**WHAT TO WORK ON:**
[1] Translate this sentence from the C++ forum thread into Spanish: "When we pass an rvalue, T = int and decay does nothing."
[2] Summarize the C++ forum thread in two sentences.

**EXCERPT:**
我可以确定右值引用的类型吗？

Question

I have a serialize function that performs differently based on the type. I'd like to be able to call it with both f(x) and f(5) , but f(5) fails with error No matching function for call to 'f', Candidate function [with T = int] not viable: expects an l-value for 1st argument. If I change f(T& t) to f(T&& t) then f(x) is not arithmetic. How can I recognize both f(x) and f(5) to be arithmetic, and similarly for any type such as the string type below? I don't want to force the input to be const because I want to alter it otherwise.

template<typename T>
void f(T& t)
{
    if constexpr (std::is_arithmetic_v<T>)
    {
        // do stuff
    }
    else if constexpr (std::is_same_v<T, std::string>)
    {
        // do other stuff
    }
    else
    {
        //alter non-const input
    }
}

int main()
{
    int x;
    f(x);
    f(5);
    return 0;
}

Answer 1

You can use a forwarding reference, T&& , to take the argument by either lvalue- or rvalue reference depending on what's passed in.

In case of lvalue, T = int& , so we need to use std::decay_t to remove the reference from the type.

When we pass an rvalue, T = int and decay does nothing.

#include <type_traits>
#include <string>
#include <iostream>

template<typename T>
void f(T&& t)
{
    using T_Type = std::decay_t<T>; // remove const/reference from the type
    if constexpr (std::is_arithmetic_v<T_Type>)
    {
        // do stuff
    }
    else if constexpr (std::is_same_v<T_Type, std::string>)
    {
        // do other stuff
    }
    else
    {
        //alter non-const input
    }
}

int main()
{
    int x;
    f(x);
    f(5);
    return 0;
}

Note that std::decay performs

Applies lvalue-to-rvalue, array-to-pointer, and function-to-pointer implicit conversions to the type T

If any of those cases is not desired, you can use a combination of std::remove_reference and std::remove_const , or in case of c++20 we can use std::remove_cvref .

**ENTRIES SHOWN:**
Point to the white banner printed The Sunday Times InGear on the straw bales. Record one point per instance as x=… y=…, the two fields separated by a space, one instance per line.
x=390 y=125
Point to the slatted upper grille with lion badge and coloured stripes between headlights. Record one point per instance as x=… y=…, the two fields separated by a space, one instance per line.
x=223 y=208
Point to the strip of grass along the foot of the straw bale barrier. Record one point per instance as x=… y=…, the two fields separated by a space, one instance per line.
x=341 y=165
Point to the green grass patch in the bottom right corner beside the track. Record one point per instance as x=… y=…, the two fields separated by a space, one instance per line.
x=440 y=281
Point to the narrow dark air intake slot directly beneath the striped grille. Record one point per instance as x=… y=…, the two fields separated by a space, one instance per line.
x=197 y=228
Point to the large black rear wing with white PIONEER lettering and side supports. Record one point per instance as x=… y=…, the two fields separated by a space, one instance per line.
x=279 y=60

==

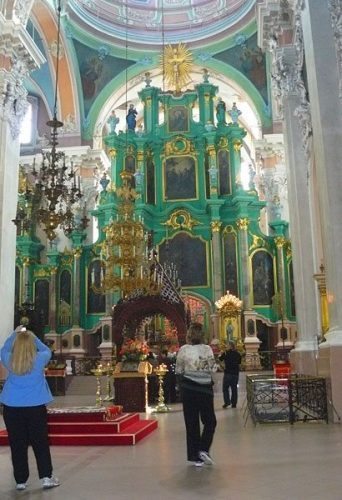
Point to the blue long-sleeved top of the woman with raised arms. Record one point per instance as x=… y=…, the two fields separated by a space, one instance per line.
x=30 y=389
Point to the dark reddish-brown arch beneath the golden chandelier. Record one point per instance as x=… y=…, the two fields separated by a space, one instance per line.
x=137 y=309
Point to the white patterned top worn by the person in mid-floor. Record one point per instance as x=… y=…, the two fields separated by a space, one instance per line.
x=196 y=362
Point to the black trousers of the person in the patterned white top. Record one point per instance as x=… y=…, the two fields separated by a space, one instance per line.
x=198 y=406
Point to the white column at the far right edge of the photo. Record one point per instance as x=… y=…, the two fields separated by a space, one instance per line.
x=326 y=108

**ANSWERS FOR THE TASKS:**
[1] Cuando pasamos un rvalue, T = int y decay no hace nada.

[2] The asker wants a templated serialize function to treat both f(x) and f(5) as arithmetic without making the parameter const: taking T& rejects the literal 5, and switching to T&& makes f(x) stop being arithmetic. The answer recommends a forwarding reference T&& combined with std::decay_t to strip the reference from the deduced type, or, if decay's other conversions are unwanted, std::remove_reference with std::remove_const or C++20's std::remove_cvref.